TASK REQUIREMENTS
Locate the line that contains "on the building". Copy it and every following line through the end of the records, exactly, and include nothing else.
— START RECORD SET —
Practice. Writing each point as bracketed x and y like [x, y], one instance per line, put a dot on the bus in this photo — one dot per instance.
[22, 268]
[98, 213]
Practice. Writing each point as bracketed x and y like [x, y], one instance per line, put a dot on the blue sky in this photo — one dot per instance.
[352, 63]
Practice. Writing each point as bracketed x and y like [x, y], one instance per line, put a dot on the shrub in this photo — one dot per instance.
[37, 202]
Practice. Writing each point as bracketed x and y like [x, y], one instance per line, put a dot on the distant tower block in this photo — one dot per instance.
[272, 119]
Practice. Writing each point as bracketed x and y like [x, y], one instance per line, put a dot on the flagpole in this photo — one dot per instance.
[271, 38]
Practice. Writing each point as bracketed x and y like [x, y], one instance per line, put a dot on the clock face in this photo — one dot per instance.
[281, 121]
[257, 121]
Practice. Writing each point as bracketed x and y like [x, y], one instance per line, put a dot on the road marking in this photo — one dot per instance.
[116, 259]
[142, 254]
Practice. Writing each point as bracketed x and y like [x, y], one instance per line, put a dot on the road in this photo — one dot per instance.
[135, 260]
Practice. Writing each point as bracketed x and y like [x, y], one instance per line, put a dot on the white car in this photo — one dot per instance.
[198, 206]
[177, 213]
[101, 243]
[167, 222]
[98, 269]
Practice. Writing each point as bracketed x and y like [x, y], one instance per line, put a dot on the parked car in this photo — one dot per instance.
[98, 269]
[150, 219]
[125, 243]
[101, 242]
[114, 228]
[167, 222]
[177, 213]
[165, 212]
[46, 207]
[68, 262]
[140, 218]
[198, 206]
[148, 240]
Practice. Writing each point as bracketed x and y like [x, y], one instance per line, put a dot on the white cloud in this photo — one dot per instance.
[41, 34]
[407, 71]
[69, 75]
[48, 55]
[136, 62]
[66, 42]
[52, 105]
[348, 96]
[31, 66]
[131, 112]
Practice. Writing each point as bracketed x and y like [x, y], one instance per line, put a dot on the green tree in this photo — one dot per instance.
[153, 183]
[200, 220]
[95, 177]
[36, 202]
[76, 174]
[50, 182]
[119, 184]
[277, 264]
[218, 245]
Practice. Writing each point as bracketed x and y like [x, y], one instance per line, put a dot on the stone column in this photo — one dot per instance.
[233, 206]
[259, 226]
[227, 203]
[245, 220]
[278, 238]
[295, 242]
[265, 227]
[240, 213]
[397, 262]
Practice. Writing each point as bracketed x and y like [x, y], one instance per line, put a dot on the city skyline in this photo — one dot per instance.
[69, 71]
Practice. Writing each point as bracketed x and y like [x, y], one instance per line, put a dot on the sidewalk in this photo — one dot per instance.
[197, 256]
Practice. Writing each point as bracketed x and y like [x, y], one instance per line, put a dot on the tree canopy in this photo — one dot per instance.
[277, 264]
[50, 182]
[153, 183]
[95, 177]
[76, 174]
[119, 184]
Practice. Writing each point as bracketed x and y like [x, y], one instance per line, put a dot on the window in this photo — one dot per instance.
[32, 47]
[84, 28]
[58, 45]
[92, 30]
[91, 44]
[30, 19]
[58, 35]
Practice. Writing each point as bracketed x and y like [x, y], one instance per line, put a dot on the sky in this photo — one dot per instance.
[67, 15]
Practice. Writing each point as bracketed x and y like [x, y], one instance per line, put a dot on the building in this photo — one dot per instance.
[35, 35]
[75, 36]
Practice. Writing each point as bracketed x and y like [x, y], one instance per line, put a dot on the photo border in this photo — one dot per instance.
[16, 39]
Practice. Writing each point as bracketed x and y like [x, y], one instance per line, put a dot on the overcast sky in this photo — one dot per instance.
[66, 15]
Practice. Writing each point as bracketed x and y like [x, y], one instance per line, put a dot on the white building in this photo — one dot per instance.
— END RECORD SET —
EXERCISE RESULT
Practice. Writing each point as bracketed x and y like [x, y], one instance per line, put a dot on the building in this photo — one dot per instance.
[35, 35]
[75, 36]
Practice. Writing each point as bracketed x and y like [x, y], one instance per line, put a dot on the photo border in this photo — one dot per instance.
[16, 39]
Practice. Writing each point as bracketed x and y like [x, y], one instance per line, put a dot on the overcast sky in this photo — one dot per instance.
[66, 15]
Practice. Writing each point as bracketed x and y like [x, y], one instance per line, put a dot on the white building in this photo — one dot per instance.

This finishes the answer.